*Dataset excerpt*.
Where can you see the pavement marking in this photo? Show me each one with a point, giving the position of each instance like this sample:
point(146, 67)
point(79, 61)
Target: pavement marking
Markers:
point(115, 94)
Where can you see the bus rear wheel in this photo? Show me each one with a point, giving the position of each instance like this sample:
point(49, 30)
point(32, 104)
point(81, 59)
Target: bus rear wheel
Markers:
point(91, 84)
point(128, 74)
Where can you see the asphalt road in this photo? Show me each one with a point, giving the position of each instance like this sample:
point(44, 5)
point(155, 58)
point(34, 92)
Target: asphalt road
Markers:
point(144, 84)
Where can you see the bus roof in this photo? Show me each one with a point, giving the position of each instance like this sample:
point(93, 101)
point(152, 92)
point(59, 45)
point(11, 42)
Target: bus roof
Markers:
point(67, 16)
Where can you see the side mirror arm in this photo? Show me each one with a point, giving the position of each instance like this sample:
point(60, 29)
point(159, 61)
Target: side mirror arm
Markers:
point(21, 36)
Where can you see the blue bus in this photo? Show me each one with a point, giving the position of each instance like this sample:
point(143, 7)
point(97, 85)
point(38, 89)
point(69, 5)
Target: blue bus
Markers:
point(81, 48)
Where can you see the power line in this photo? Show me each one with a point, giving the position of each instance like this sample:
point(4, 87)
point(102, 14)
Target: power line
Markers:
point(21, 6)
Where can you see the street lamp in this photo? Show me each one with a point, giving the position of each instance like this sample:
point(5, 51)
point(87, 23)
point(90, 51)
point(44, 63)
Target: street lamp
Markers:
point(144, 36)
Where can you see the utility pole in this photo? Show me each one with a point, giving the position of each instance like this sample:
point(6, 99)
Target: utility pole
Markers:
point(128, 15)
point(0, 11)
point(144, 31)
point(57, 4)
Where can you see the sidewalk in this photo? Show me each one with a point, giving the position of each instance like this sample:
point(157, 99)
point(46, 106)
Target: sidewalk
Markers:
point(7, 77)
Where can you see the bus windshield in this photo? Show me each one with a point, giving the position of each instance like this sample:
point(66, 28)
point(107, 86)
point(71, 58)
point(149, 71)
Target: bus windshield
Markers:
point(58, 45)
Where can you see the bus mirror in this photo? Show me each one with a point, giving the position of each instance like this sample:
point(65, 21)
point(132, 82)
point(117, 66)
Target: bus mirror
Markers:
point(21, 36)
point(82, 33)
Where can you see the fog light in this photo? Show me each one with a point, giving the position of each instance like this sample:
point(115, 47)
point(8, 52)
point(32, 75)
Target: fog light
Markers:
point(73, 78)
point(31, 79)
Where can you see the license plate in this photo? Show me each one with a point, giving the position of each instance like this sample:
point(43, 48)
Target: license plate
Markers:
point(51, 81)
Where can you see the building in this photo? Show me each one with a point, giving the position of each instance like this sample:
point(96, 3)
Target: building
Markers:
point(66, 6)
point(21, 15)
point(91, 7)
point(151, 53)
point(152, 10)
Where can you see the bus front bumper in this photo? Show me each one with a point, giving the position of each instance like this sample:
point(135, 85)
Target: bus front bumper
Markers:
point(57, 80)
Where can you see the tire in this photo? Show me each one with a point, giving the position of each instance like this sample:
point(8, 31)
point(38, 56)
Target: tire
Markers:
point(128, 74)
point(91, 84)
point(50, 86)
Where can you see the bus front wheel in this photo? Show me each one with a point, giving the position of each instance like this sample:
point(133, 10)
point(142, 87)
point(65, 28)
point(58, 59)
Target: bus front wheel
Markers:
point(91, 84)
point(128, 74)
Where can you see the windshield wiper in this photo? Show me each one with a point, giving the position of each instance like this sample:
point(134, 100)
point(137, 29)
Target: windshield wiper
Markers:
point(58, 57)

*Problem to work on*. In the listing above, find the line containing "Where can you see the bus front bumper" and please quote exactly that line through the last one, and no other lines.

*Response to this task*.
Where can you see the bus front bumper in this photo? Show me each one with a point, giving the position of each instance like this sample:
point(135, 85)
Target: bus front bumper
Markers:
point(57, 80)
Where can you see the tire in this photo? Show me each one with a point, giving the position of each instance like this sample:
point(8, 31)
point(38, 56)
Target: tire
Markers:
point(128, 74)
point(91, 84)
point(50, 86)
Where can you see the bus front wheel in this photo? Show me each one with a point, giving the position of each instance like this sample:
point(133, 10)
point(142, 87)
point(65, 28)
point(58, 59)
Target: bus front wheel
Markers:
point(91, 84)
point(128, 74)
Where can you see the windshield wiper in this photo? Show me each one with a point, giving the position of each instance like this sample:
point(134, 100)
point(137, 29)
Target: windshield wiper
Markers:
point(58, 57)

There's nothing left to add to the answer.